▶ [Given passage]:
******************************
Then comes adolescence (beginning around age 9–13), when parents are kicked off the worshipful pedestal that the child created. Where before parents could do no wrong, come adolescence it seems they can do no right. What causes this sudden fall from grace? Have parents changed? No, but the child has, and with cause. To begin the separation from childhood (and from parents and family) that starts adolescence, the young person has to reject some of the old role and lifestyle that branded him or her as child, to free up growing room for the journey to independence ahead. Through attitude and actions, the young person is saying, “I no longer want to be defined and treated as a child anymore.”
To this end, part of adolescence is about letting the “bad child” out. Bad doesn’t mean evil, immoral, or illegal; it simply means more abrasive to live with—becoming more critical, dissatisfied, argumentative, passively resistant, moody, distant, and noncompliant. This transformation, however, cannot be accomplished without a negative change in the reputation of parents as well. Like it or not, parents who have grown accustomed to being perceived as having a positive role by the adoring child must now accept being cast in a more negative one by the faultfinding adolescent. The early adolescent particularly needs to have “bad” parents to justify letting his or her “bad” child out: “Well it’s not just me who’s become hard to live with, you have too!”
******************************
▶ [Data entries]:
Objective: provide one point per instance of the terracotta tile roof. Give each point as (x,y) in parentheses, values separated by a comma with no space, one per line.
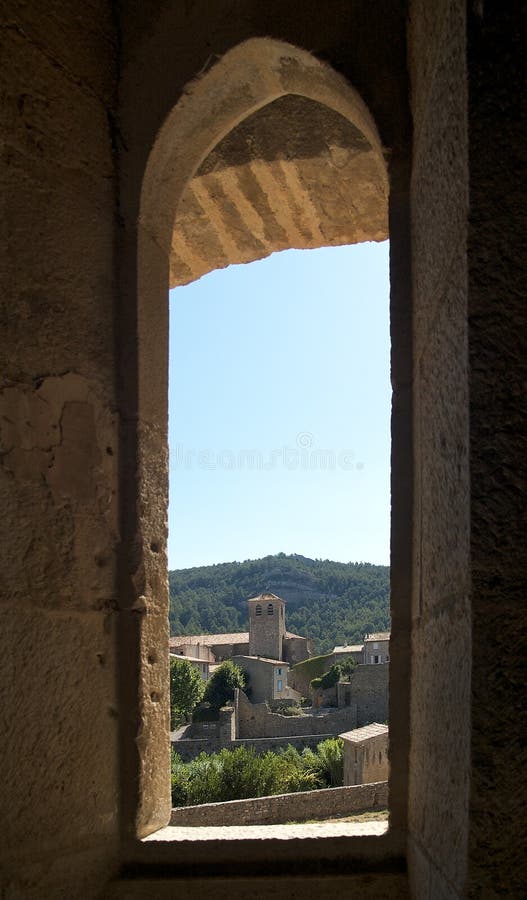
(237,637)
(207,640)
(349,648)
(363,734)
(189,658)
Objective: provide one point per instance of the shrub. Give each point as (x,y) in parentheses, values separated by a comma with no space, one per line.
(222,684)
(240,773)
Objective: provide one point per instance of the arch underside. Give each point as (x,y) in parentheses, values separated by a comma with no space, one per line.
(295,174)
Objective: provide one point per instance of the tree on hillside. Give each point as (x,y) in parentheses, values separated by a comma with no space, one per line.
(186,690)
(221,685)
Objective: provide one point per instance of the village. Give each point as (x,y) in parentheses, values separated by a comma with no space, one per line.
(288,700)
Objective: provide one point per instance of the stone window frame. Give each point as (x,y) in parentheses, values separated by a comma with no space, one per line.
(198,121)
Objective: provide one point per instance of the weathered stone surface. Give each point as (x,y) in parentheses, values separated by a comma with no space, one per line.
(90,195)
(284,807)
(293,174)
(59,715)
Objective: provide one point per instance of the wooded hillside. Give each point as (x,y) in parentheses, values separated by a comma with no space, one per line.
(330,602)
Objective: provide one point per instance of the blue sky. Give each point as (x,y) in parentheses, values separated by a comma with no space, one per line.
(279,409)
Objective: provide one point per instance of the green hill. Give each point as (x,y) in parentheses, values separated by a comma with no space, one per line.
(330,602)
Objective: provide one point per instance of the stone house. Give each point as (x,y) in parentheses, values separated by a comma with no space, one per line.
(377,648)
(202,665)
(268,677)
(144,145)
(349,651)
(366,754)
(267,636)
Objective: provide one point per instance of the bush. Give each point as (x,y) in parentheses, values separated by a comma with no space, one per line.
(186,690)
(240,773)
(222,684)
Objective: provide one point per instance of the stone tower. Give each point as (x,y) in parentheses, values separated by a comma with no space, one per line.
(266,626)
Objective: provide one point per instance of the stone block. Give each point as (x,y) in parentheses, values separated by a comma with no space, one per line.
(439,187)
(440,738)
(60,766)
(442,478)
******************************
▶ [Exercise details]: Please state the age range that the passage on adolescence gives for when adolescence begins.

▶ [Result of this task]: Around age 9–13.